## Instructions for the task
In the listing, begin at the first line and stop after the line that contains "133 128 L 125". Rewrite those lines with "glowing ember" changed to "smoldering ember", keep everything else the same, and leave out the pictures.
>> BEGIN Material for this task
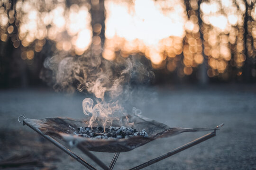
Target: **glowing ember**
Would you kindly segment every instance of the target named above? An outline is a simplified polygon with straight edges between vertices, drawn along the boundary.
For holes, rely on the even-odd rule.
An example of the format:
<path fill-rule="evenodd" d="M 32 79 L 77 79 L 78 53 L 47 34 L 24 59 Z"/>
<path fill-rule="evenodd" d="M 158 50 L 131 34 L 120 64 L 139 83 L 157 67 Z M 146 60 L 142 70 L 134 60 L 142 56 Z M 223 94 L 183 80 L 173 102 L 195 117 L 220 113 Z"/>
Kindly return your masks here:
<path fill-rule="evenodd" d="M 133 128 L 125 127 L 110 127 L 105 129 L 101 127 L 80 127 L 78 132 L 74 135 L 94 139 L 121 139 L 132 136 L 141 136 L 148 137 L 147 133 L 144 129 L 141 132 Z"/>

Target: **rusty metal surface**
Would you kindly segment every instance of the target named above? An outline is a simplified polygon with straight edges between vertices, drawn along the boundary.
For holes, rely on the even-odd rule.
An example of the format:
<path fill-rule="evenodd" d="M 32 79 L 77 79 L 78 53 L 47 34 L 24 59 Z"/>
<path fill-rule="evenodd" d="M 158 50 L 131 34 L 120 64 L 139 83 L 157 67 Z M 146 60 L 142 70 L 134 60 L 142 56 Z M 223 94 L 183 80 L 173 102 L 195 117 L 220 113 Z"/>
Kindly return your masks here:
<path fill-rule="evenodd" d="M 71 145 L 79 144 L 79 147 L 96 152 L 120 153 L 130 151 L 153 140 L 169 137 L 185 132 L 214 130 L 214 128 L 171 128 L 168 126 L 141 116 L 129 116 L 129 121 L 133 122 L 131 127 L 141 131 L 145 129 L 148 137 L 133 136 L 120 139 L 91 139 L 73 135 L 80 127 L 88 127 L 90 117 L 81 119 L 69 118 L 46 118 L 42 119 L 26 119 L 24 124 L 38 129 L 43 134 L 55 136 Z M 125 119 L 125 118 L 121 118 Z M 112 126 L 121 126 L 122 121 L 113 122 Z M 93 124 L 97 126 L 97 124 Z"/>

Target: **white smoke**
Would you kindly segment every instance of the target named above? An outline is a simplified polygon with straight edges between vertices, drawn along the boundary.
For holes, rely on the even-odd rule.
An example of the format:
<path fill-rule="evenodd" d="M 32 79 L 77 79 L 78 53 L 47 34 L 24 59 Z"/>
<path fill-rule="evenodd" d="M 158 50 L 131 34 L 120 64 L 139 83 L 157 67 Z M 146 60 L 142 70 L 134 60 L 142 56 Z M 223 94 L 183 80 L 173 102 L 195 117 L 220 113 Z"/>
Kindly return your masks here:
<path fill-rule="evenodd" d="M 55 90 L 73 93 L 77 89 L 94 94 L 96 102 L 83 100 L 83 112 L 91 117 L 90 126 L 97 122 L 105 127 L 127 114 L 122 104 L 130 99 L 131 83 L 148 81 L 154 74 L 138 56 L 110 61 L 90 54 L 69 57 L 59 53 L 46 60 L 45 67 L 52 71 Z"/>

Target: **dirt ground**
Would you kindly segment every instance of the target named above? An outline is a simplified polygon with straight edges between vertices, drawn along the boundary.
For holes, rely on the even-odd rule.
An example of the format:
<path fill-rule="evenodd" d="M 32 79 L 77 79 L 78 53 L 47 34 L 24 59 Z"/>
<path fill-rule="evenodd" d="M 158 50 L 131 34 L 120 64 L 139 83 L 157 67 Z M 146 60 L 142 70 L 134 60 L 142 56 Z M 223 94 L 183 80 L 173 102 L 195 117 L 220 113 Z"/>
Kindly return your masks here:
<path fill-rule="evenodd" d="M 225 124 L 214 137 L 145 170 L 256 170 L 255 86 L 139 87 L 133 94 L 131 111 L 136 107 L 143 116 L 171 127 L 214 128 Z M 86 169 L 29 127 L 23 126 L 17 118 L 21 115 L 36 119 L 82 118 L 82 102 L 86 97 L 44 89 L 0 91 L 0 169 Z M 121 153 L 114 169 L 128 169 L 205 134 L 183 133 Z M 79 150 L 71 149 L 95 165 Z M 108 165 L 113 155 L 93 153 Z"/>

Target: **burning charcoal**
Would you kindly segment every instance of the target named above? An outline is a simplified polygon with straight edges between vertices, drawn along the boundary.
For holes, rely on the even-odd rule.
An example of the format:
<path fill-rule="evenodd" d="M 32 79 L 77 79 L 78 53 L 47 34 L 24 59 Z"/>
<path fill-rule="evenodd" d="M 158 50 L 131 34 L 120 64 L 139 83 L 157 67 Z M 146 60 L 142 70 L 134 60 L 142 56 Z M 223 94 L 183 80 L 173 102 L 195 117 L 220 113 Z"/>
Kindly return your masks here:
<path fill-rule="evenodd" d="M 117 139 L 121 139 L 123 138 L 123 136 L 121 135 L 118 135 L 117 136 Z"/>
<path fill-rule="evenodd" d="M 141 136 L 148 137 L 147 133 L 144 129 L 138 132 L 136 129 L 122 126 L 121 127 L 110 127 L 105 129 L 101 127 L 79 127 L 78 132 L 75 132 L 74 135 L 79 135 L 94 139 L 121 139 L 132 136 Z"/>

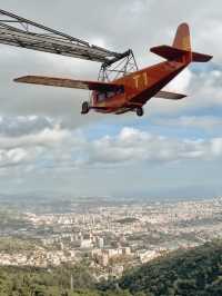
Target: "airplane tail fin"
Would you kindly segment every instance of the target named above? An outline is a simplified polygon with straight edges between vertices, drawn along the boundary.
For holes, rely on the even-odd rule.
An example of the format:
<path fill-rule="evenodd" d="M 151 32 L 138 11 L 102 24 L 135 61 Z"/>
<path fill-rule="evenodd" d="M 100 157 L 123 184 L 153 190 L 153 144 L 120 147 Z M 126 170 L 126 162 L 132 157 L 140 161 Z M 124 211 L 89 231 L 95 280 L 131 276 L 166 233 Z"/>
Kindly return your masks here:
<path fill-rule="evenodd" d="M 212 59 L 212 56 L 193 52 L 191 49 L 190 29 L 186 23 L 181 23 L 178 27 L 172 47 L 160 46 L 150 49 L 151 52 L 161 56 L 167 60 L 175 60 L 179 62 L 189 63 L 191 61 L 206 62 Z"/>

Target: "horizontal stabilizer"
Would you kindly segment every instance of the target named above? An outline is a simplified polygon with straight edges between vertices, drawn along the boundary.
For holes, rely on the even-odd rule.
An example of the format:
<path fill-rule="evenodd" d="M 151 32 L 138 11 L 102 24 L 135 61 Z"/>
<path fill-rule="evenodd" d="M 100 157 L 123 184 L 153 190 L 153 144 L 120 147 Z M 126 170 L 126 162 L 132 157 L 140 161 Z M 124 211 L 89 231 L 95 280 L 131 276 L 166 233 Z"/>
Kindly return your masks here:
<path fill-rule="evenodd" d="M 191 61 L 206 62 L 212 59 L 212 56 L 188 51 L 170 46 L 153 47 L 150 49 L 151 52 L 167 59 L 167 60 L 179 60 L 183 56 L 190 58 Z"/>
<path fill-rule="evenodd" d="M 161 99 L 169 99 L 169 100 L 180 100 L 185 98 L 185 95 L 182 93 L 176 93 L 176 92 L 170 92 L 165 90 L 161 90 L 154 96 L 155 98 L 161 98 Z"/>
<path fill-rule="evenodd" d="M 101 81 L 84 81 L 73 80 L 56 77 L 43 77 L 43 76 L 24 76 L 14 79 L 16 82 L 33 83 L 41 86 L 63 87 L 63 88 L 79 88 L 98 91 L 118 91 L 124 90 L 124 87 L 115 83 L 107 83 Z"/>

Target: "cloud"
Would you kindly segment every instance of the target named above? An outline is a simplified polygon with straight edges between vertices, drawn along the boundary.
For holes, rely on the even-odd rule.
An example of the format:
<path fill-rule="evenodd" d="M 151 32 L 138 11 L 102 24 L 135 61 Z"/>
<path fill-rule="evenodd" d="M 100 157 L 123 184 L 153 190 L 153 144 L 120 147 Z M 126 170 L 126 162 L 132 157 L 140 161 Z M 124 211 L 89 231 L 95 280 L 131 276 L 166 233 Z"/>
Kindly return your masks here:
<path fill-rule="evenodd" d="M 178 139 L 124 127 L 114 136 L 90 140 L 78 130 L 67 130 L 54 124 L 29 135 L 1 135 L 0 151 L 0 165 L 4 167 L 32 165 L 41 169 L 69 169 L 137 162 L 159 165 L 221 157 L 222 138 Z"/>
<path fill-rule="evenodd" d="M 222 118 L 216 116 L 181 116 L 176 118 L 164 119 L 153 119 L 152 122 L 159 126 L 170 126 L 170 127 L 183 127 L 191 129 L 202 129 L 210 132 L 215 130 L 221 130 Z"/>
<path fill-rule="evenodd" d="M 191 24 L 193 46 L 196 50 L 200 48 L 202 51 L 214 53 L 214 49 L 220 48 L 220 38 L 216 38 L 220 30 L 216 29 L 216 32 L 213 30 L 215 23 L 216 28 L 220 28 L 219 0 L 213 0 L 213 3 L 204 1 L 201 4 L 198 2 L 191 4 L 191 0 L 189 0 L 183 6 L 175 0 L 168 3 L 161 2 L 161 6 L 159 1 L 153 0 L 134 0 L 130 6 L 127 0 L 121 2 L 114 0 L 110 3 L 97 0 L 97 9 L 94 9 L 94 2 L 87 0 L 78 3 L 68 0 L 65 7 L 57 0 L 48 0 L 44 6 L 39 4 L 36 0 L 31 4 L 28 0 L 22 3 L 20 6 L 14 0 L 3 0 L 2 8 L 90 42 L 99 40 L 99 43 L 112 50 L 125 51 L 128 48 L 133 48 L 141 67 L 160 60 L 149 53 L 147 48 L 172 43 L 176 26 L 184 19 Z M 165 11 L 176 11 L 176 13 L 172 13 L 165 19 Z M 212 33 L 209 34 L 209 31 Z M 3 45 L 0 46 L 0 63 L 4 69 L 0 72 L 0 110 L 2 115 L 27 116 L 34 114 L 60 117 L 67 126 L 72 127 L 100 120 L 95 114 L 88 117 L 80 115 L 81 101 L 89 98 L 87 91 L 12 82 L 14 77 L 27 73 L 97 79 L 100 65 Z M 219 51 L 215 52 L 218 60 L 221 57 Z M 205 66 L 201 67 L 204 69 Z M 199 82 L 195 80 L 193 72 L 186 70 L 169 88 L 172 87 L 172 90 L 176 91 L 188 90 L 192 97 L 195 96 L 196 99 L 192 98 L 192 100 L 198 105 L 199 98 L 202 99 L 202 86 L 208 85 L 209 77 L 205 75 L 201 78 L 200 73 L 196 78 L 200 80 Z M 192 87 L 193 85 L 195 87 Z M 193 89 L 192 92 L 189 91 L 190 88 Z M 209 100 L 209 105 L 211 105 L 219 95 L 210 87 L 205 90 L 206 92 L 209 97 L 205 97 L 205 102 Z M 196 105 L 190 103 L 190 100 L 175 103 L 157 99 L 157 103 L 155 100 L 151 101 L 150 109 L 153 114 L 172 110 L 178 112 L 188 107 L 195 108 Z"/>

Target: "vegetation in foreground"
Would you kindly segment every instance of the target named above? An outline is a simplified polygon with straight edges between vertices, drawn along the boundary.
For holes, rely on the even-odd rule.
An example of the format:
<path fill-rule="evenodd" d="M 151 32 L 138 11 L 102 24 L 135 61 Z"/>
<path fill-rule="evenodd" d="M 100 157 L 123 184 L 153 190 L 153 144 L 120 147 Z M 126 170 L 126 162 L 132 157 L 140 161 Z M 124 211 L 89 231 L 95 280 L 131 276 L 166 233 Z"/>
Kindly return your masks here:
<path fill-rule="evenodd" d="M 72 286 L 72 289 L 71 289 Z M 178 250 L 97 285 L 85 266 L 1 267 L 0 296 L 220 296 L 222 241 Z"/>

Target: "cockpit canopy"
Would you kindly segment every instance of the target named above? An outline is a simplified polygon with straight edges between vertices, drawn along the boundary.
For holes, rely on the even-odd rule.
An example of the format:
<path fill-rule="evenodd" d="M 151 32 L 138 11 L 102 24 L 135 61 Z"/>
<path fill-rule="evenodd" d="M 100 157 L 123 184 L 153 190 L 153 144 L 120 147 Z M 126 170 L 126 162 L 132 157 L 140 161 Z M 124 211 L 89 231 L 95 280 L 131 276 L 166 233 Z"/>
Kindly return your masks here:
<path fill-rule="evenodd" d="M 105 99 L 112 98 L 112 97 L 114 97 L 117 95 L 121 95 L 122 92 L 123 92 L 122 89 L 119 89 L 119 90 L 115 90 L 115 91 L 113 91 L 113 90 L 110 90 L 110 91 L 99 91 L 95 95 L 95 100 L 98 102 L 104 101 Z"/>

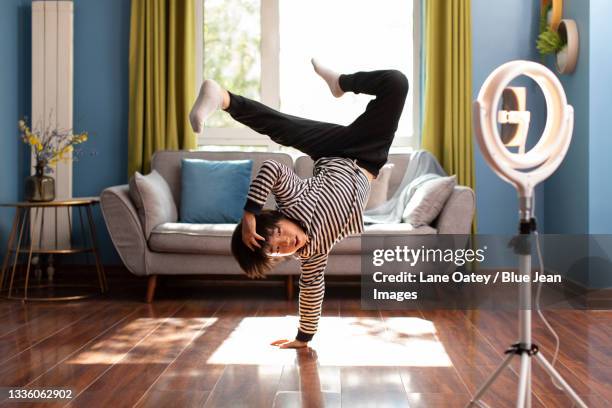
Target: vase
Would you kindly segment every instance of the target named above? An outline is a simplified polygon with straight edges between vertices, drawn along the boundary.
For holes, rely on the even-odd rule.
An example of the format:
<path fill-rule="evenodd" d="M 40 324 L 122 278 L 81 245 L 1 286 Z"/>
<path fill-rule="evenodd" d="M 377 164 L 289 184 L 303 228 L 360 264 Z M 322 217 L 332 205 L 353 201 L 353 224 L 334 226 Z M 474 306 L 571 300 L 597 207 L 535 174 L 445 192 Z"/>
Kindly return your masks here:
<path fill-rule="evenodd" d="M 45 176 L 42 169 L 36 168 L 36 174 L 26 177 L 26 201 L 53 201 L 55 199 L 55 180 Z"/>

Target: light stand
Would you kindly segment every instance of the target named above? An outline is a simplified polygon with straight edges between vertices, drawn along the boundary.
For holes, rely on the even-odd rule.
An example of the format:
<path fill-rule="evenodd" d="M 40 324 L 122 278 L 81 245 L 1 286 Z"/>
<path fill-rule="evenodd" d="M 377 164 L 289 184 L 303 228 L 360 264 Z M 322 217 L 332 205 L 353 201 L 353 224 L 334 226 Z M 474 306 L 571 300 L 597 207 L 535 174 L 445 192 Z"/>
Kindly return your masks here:
<path fill-rule="evenodd" d="M 510 152 L 502 143 L 497 123 L 529 122 L 529 113 L 511 111 L 497 113 L 497 107 L 506 86 L 519 75 L 532 78 L 542 88 L 546 99 L 548 117 L 542 137 L 528 152 Z M 514 120 L 513 120 L 514 119 Z M 586 404 L 561 377 L 559 372 L 539 353 L 531 340 L 531 236 L 536 231 L 532 214 L 534 187 L 549 177 L 561 164 L 571 141 L 574 124 L 573 108 L 567 104 L 565 92 L 557 77 L 545 66 L 532 61 L 511 61 L 495 69 L 486 79 L 478 99 L 474 101 L 474 128 L 480 150 L 502 179 L 512 184 L 519 196 L 519 235 L 513 241 L 514 252 L 519 257 L 519 273 L 529 276 L 529 281 L 519 284 L 519 341 L 506 350 L 507 357 L 478 389 L 468 407 L 481 405 L 480 399 L 499 377 L 511 360 L 520 357 L 517 408 L 531 407 L 531 358 L 554 378 L 574 404 L 586 408 Z M 519 129 L 521 126 L 515 126 Z M 522 127 L 526 131 L 526 126 Z M 525 140 L 523 137 L 522 140 Z M 524 171 L 520 171 L 524 170 Z M 543 271 L 542 271 L 543 272 Z"/>

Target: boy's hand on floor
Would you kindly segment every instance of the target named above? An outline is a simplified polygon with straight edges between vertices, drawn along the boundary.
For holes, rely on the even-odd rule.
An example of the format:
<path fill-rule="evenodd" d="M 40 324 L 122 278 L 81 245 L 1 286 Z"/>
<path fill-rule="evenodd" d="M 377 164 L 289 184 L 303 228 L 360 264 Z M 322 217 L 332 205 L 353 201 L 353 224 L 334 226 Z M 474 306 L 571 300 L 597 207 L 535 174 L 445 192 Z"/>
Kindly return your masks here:
<path fill-rule="evenodd" d="M 258 241 L 266 240 L 257 233 L 256 227 L 257 221 L 255 215 L 245 211 L 242 216 L 242 242 L 244 242 L 251 251 L 254 251 L 255 248 L 261 248 L 261 244 Z"/>
<path fill-rule="evenodd" d="M 271 346 L 277 346 L 278 348 L 303 348 L 307 347 L 308 343 L 299 340 L 276 340 L 270 343 Z"/>

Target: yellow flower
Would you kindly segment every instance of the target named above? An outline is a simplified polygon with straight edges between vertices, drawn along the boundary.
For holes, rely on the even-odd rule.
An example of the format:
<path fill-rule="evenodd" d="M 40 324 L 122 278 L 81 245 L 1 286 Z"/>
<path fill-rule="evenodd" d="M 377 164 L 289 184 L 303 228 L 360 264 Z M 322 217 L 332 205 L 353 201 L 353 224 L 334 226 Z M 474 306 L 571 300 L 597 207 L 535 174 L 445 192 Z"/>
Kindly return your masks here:
<path fill-rule="evenodd" d="M 32 145 L 32 146 L 36 146 L 37 144 L 40 143 L 40 140 L 38 140 L 38 137 L 36 137 L 36 135 L 30 135 L 30 137 L 28 138 L 28 142 Z"/>

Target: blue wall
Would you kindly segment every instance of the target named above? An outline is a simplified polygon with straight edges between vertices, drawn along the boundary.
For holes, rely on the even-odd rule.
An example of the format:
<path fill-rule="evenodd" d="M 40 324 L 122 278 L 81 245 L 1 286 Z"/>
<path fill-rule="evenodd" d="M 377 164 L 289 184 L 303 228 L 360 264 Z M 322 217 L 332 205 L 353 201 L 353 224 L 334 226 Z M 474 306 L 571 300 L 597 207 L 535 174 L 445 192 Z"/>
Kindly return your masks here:
<path fill-rule="evenodd" d="M 589 232 L 612 232 L 612 2 L 591 0 L 589 36 Z M 581 39 L 582 46 L 582 39 Z"/>
<path fill-rule="evenodd" d="M 74 127 L 90 134 L 74 165 L 75 197 L 127 183 L 130 3 L 75 1 Z M 103 262 L 120 264 L 99 209 L 95 218 Z"/>
<path fill-rule="evenodd" d="M 545 184 L 546 232 L 586 234 L 589 228 L 589 2 L 566 0 L 563 17 L 576 21 L 580 52 L 576 70 L 559 75 L 574 107 L 574 133 L 567 156 Z M 554 69 L 552 59 L 547 65 Z"/>
<path fill-rule="evenodd" d="M 0 2 L 0 201 L 17 201 L 27 169 L 27 149 L 19 139 L 17 121 L 30 106 L 30 17 L 25 1 Z M 13 215 L 0 207 L 0 258 L 3 259 Z"/>
<path fill-rule="evenodd" d="M 74 19 L 74 128 L 89 131 L 74 165 L 74 196 L 99 195 L 126 183 L 129 0 L 77 0 Z M 23 197 L 28 150 L 17 121 L 31 105 L 30 0 L 0 1 L 0 201 Z M 0 257 L 4 256 L 13 209 L 0 208 Z M 99 209 L 96 226 L 105 263 L 120 260 Z"/>

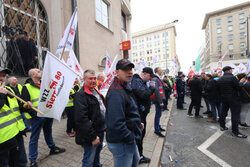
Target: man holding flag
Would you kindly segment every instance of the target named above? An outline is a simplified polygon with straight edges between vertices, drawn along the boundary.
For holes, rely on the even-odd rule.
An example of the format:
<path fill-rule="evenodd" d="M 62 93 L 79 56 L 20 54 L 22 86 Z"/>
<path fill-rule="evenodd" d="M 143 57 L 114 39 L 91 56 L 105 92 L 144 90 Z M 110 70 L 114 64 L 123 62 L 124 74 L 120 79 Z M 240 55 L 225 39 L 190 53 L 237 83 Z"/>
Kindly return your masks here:
<path fill-rule="evenodd" d="M 23 100 L 31 102 L 34 107 L 38 107 L 38 100 L 40 95 L 40 86 L 41 86 L 41 78 L 42 72 L 33 68 L 29 70 L 30 78 L 27 79 L 25 85 L 22 89 L 21 97 Z M 37 167 L 36 159 L 38 157 L 38 139 L 41 130 L 43 129 L 45 141 L 50 148 L 50 155 L 59 154 L 65 152 L 64 148 L 56 147 L 55 142 L 52 137 L 52 118 L 45 117 L 37 117 L 36 111 L 33 109 L 26 110 L 32 118 L 31 122 L 31 136 L 29 142 L 29 159 L 30 166 Z"/>

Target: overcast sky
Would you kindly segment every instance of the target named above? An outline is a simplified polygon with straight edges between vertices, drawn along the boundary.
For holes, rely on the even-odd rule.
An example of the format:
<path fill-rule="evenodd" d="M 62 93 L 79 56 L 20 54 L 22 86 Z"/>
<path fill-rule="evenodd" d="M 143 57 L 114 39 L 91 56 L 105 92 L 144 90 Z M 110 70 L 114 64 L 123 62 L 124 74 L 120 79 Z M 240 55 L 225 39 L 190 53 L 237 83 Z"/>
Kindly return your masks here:
<path fill-rule="evenodd" d="M 182 70 L 188 72 L 192 61 L 205 42 L 201 30 L 206 13 L 226 8 L 246 0 L 131 0 L 132 32 L 170 23 L 176 19 L 177 55 Z"/>

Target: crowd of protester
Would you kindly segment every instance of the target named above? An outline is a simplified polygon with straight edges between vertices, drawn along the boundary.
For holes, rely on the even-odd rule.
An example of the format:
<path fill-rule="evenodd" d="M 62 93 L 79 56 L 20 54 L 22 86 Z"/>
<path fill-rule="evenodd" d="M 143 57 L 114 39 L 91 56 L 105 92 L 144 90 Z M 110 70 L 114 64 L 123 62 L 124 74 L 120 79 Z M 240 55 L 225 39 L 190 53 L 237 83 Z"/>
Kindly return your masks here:
<path fill-rule="evenodd" d="M 105 80 L 102 74 L 96 77 L 95 71 L 84 72 L 83 86 L 75 81 L 71 89 L 69 102 L 65 107 L 67 115 L 66 135 L 75 137 L 75 142 L 84 148 L 82 166 L 101 167 L 100 152 L 104 136 L 113 155 L 115 167 L 136 167 L 139 163 L 150 163 L 143 154 L 143 139 L 146 134 L 147 115 L 151 104 L 155 107 L 154 133 L 165 137 L 160 125 L 164 110 L 169 110 L 168 100 L 171 94 L 177 98 L 177 109 L 184 107 L 185 96 L 191 97 L 187 115 L 203 118 L 200 114 L 202 98 L 206 104 L 208 122 L 220 123 L 222 131 L 227 130 L 225 118 L 231 110 L 232 132 L 234 136 L 246 138 L 238 129 L 249 127 L 246 114 L 250 108 L 249 81 L 246 74 L 232 75 L 231 67 L 224 67 L 224 75 L 217 73 L 188 76 L 178 72 L 178 76 L 163 76 L 161 68 L 142 69 L 133 74 L 134 64 L 121 59 L 116 64 L 116 77 L 104 97 L 99 89 Z M 3 167 L 27 166 L 27 156 L 23 135 L 31 132 L 29 155 L 31 167 L 37 167 L 38 139 L 43 129 L 50 155 L 65 152 L 56 146 L 52 137 L 52 118 L 38 117 L 32 107 L 38 107 L 42 72 L 29 70 L 29 79 L 23 86 L 14 76 L 8 78 L 8 69 L 0 67 L 0 164 Z M 21 97 L 25 103 L 17 101 L 9 92 Z M 219 120 L 218 120 L 219 119 Z M 105 135 L 106 134 L 106 135 Z"/>

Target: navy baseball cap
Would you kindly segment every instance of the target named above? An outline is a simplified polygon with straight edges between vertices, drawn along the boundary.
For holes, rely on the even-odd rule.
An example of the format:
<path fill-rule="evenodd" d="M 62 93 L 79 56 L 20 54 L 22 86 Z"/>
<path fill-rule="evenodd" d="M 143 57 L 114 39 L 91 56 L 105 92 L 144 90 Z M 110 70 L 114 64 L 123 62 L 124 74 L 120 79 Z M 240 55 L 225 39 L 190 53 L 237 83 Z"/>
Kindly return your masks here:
>> END Material for this task
## Result of the exercise
Target: **smoldering ember**
Would you kindly segment every instance of the target named above? An outline is a simplified polygon with straight edges between vertices, drawn along the boundary.
For holes, rely on the even-odd rule.
An example of the format:
<path fill-rule="evenodd" d="M 32 79 L 77 79 L 78 53 L 47 34 L 24 59 Z"/>
<path fill-rule="evenodd" d="M 158 50 L 131 34 L 120 64 L 139 83 L 157 67 Z M 146 60 L 142 70 L 134 60 L 142 56 Z M 223 94 L 183 80 L 173 102 L 195 117 L 220 113 Z"/>
Kindly return your masks here:
<path fill-rule="evenodd" d="M 133 128 L 125 127 L 110 127 L 105 129 L 101 127 L 80 127 L 78 132 L 74 135 L 94 139 L 121 139 L 132 136 L 141 136 L 148 137 L 147 133 L 144 129 L 141 132 Z"/>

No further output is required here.